Supplied passage:
---------------

Teaching AI at Elementary School

I am super happy with my daughter Kate’s school! The Montessori system is very clever, as it places children of different ages into one class; then, children form working groups according to their skills. The children work with older children on subjects they are mastering well and with younger children if they need more time to consolidate their learning.

Last fall, the school asked parents to teach the children about their professions; what a program they got! For example, a neuro-surgeon who investigates the source of consciousness through fMRI scans, a heart surgeon, a high-frequency trader, an aviator, an architect, a politician, and…. a computer science professor :-) These encounters helped give meaning to the children’s learning and opened their imaginations to the scientific and technological careers of tomorrow.

The requirements were:

  • Duration: 1 hour
  • Listeners: 40 Children & 5 teachers
  • Ages: 6-11
  • Recommendation from the teachers: Make it interactive!

I set myself as main goal: show many interactive demos that include the listeners as much as possible. The AR part was easy, as we simply showed a controllable virtual dinosaur demolishing the room, as well as a makeup try-on application.

Kate showing AR demos: virtual dinosaur & virtual makeup
Kate showing AR demos: virtual dinosaur & virtual makeup

For the Generative AI (GenAI) part, I wanted to show the generation of images and videos that incorporate all listeners. Due to the short time available, it was very challenging. I had to design workflows that are:

  • Extremely high-speed
  • Failsafe (no time for cherry-picking results!)

It was an unexpected adventure that took me more time than I would have predicted!

Preparations

As demo platform, I was using my regular setup (multiple 4 x H100 servers running in the university’s data center), so compute power was not an issue. With ComfyUI, I was sure to be able to run the latest bleeding edge GenAI models.

---------------

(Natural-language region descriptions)
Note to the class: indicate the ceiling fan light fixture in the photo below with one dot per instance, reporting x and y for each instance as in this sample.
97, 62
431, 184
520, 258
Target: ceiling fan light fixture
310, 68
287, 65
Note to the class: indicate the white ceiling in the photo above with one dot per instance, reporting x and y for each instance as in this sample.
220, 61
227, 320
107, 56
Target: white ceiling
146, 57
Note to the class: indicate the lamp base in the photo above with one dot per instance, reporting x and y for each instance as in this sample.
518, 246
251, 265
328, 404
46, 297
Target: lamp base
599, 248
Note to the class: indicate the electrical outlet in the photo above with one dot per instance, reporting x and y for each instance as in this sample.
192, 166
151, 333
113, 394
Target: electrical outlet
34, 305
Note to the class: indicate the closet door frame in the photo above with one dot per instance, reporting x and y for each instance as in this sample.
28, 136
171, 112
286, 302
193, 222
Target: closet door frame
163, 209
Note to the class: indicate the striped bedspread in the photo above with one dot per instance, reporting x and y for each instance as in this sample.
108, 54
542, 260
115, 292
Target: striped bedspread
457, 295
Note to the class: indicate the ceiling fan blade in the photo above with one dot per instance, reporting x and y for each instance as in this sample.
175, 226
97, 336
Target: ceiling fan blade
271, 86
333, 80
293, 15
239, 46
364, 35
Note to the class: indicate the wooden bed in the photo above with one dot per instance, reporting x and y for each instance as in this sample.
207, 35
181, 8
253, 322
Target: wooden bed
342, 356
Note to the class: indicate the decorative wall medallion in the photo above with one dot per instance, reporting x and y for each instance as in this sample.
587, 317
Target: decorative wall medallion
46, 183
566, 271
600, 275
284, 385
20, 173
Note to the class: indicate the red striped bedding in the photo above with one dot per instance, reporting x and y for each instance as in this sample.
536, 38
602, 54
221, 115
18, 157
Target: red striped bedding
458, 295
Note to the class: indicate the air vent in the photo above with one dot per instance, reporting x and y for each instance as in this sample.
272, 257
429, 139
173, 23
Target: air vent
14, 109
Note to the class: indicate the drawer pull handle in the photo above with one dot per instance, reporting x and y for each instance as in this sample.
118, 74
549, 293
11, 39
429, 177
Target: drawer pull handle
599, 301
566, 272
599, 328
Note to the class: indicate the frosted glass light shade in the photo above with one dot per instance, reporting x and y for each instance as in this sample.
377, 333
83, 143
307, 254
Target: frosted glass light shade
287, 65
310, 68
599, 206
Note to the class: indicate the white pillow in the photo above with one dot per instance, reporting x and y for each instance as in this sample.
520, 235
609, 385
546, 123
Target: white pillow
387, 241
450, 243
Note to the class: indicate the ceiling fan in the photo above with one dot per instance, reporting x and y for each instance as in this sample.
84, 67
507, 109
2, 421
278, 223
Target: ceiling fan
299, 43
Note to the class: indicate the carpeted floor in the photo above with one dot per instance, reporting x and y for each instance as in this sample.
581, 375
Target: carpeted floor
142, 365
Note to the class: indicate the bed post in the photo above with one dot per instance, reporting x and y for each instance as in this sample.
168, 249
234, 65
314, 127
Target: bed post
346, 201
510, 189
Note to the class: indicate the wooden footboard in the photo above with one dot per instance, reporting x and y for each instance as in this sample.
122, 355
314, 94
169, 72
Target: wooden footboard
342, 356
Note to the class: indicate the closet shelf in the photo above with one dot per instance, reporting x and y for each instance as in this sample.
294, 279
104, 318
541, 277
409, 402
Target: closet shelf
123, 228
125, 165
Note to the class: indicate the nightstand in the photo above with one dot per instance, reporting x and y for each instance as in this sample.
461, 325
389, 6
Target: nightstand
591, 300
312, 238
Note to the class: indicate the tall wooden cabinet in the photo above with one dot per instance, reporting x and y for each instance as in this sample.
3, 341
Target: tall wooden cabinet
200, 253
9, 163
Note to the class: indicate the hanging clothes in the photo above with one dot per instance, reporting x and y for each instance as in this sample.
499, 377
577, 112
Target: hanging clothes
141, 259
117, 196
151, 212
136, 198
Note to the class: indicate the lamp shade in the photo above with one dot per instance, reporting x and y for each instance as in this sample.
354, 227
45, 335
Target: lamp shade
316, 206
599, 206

---------------

Task 1:
In the post on teaching AI at elementary school, what age range did the listening children cover?
Task 2:
List every profession that the post on teaching AI at elementary school names among the parents who presented to the children.

Reply 1:
Ages 6 to 11.

Reply 2:
- Neuro-surgeon
- Heart surgeon
- High-frequency trader
- Aviator
- Architect
- Politician
- Computer science professor